◆ Task description
Pick out every line of the material below that contains the string "door", matching case exactly.

## Begin Data provided

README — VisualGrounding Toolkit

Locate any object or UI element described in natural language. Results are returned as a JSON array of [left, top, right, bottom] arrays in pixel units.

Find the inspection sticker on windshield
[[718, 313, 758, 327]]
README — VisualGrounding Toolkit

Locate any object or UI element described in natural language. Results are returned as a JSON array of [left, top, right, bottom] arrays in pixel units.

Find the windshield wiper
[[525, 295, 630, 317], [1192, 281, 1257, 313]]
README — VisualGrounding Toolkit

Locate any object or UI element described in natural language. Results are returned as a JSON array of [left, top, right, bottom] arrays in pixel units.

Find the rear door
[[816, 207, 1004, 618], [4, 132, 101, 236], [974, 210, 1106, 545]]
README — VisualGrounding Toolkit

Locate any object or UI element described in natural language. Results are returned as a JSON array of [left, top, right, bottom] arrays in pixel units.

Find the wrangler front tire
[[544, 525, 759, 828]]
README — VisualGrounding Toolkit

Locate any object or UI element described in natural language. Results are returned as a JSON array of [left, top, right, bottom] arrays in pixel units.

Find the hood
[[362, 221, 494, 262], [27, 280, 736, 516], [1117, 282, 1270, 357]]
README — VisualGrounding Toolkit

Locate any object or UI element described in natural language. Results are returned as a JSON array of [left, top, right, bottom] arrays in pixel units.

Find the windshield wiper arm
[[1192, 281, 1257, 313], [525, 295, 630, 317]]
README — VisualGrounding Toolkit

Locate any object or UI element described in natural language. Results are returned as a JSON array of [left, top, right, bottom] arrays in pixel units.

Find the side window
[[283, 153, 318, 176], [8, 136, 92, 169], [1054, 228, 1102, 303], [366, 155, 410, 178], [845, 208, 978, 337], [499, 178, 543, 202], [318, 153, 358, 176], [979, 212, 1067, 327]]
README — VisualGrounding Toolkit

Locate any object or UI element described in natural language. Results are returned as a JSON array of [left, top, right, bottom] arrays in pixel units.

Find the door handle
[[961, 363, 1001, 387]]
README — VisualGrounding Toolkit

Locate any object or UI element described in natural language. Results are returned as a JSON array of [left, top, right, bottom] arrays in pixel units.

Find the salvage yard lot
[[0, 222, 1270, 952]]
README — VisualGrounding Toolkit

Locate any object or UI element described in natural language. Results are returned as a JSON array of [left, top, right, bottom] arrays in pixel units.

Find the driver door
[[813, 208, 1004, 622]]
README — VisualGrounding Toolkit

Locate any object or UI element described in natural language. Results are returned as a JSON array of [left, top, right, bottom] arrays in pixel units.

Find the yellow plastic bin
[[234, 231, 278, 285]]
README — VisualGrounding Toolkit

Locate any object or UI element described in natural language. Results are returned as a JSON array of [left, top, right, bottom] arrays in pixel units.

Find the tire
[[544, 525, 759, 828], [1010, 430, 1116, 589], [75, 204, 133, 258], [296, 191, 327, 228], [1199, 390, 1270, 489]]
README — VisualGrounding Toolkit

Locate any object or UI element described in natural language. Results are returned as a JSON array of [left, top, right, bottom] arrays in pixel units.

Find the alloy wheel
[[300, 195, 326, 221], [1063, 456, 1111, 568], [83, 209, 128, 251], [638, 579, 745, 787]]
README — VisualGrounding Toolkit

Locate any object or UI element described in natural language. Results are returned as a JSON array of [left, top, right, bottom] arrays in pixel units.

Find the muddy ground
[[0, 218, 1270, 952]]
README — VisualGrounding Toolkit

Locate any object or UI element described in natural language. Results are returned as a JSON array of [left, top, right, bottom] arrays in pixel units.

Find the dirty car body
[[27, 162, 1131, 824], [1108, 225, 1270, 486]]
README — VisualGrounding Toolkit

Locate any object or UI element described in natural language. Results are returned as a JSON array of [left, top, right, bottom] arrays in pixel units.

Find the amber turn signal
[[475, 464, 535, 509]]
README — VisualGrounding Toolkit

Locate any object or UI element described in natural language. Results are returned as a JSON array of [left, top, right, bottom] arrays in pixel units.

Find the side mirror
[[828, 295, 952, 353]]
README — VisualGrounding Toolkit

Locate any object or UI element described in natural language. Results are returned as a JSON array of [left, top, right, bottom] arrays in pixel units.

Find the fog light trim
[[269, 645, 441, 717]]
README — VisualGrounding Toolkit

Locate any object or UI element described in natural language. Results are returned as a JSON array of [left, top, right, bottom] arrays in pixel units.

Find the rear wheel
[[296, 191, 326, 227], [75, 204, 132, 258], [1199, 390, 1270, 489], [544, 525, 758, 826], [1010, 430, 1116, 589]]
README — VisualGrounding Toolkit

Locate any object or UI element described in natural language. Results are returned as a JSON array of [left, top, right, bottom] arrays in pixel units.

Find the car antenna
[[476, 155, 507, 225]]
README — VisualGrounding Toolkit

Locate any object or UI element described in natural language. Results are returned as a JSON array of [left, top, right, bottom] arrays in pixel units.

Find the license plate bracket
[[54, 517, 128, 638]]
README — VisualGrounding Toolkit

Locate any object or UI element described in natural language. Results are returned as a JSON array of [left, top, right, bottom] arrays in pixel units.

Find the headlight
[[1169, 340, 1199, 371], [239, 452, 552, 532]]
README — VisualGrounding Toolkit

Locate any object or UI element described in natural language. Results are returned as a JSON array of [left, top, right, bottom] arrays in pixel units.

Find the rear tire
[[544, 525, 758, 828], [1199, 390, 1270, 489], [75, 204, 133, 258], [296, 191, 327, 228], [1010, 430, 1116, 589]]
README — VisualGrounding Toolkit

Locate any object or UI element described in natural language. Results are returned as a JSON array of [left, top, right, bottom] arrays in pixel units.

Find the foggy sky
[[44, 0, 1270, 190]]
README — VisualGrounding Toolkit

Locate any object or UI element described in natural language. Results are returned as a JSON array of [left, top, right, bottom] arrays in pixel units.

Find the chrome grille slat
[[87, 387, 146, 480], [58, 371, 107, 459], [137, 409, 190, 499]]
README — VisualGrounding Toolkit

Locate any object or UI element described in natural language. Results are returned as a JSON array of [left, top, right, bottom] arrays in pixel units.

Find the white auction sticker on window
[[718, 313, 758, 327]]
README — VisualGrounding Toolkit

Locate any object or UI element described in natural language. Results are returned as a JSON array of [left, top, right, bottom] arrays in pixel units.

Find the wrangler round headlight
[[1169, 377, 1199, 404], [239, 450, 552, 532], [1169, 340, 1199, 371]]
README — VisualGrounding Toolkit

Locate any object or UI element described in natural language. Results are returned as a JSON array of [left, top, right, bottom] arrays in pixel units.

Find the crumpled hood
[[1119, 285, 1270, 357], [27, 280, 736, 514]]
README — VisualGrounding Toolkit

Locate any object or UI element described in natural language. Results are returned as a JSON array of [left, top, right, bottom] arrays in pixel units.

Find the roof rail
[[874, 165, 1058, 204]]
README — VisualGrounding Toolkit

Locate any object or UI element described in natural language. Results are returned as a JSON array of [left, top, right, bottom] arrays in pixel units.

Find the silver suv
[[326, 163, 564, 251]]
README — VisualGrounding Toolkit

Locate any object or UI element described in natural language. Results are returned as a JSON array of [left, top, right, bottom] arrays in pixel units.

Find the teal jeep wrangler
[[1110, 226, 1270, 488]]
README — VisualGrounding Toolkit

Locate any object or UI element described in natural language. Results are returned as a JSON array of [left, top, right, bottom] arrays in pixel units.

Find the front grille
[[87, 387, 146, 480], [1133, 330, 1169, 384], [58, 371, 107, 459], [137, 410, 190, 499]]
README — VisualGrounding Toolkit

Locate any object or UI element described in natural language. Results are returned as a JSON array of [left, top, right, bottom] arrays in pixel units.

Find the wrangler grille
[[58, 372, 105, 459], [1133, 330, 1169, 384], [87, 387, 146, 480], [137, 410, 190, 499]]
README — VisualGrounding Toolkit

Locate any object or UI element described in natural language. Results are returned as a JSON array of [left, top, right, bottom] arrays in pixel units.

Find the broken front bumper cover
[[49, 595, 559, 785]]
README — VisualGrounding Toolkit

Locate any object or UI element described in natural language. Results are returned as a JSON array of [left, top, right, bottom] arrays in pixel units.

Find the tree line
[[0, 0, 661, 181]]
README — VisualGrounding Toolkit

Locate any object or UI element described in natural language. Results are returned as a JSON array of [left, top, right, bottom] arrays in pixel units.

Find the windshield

## End Data provided

◆ In response
Find the rear door
Find the door handle
Find the driver door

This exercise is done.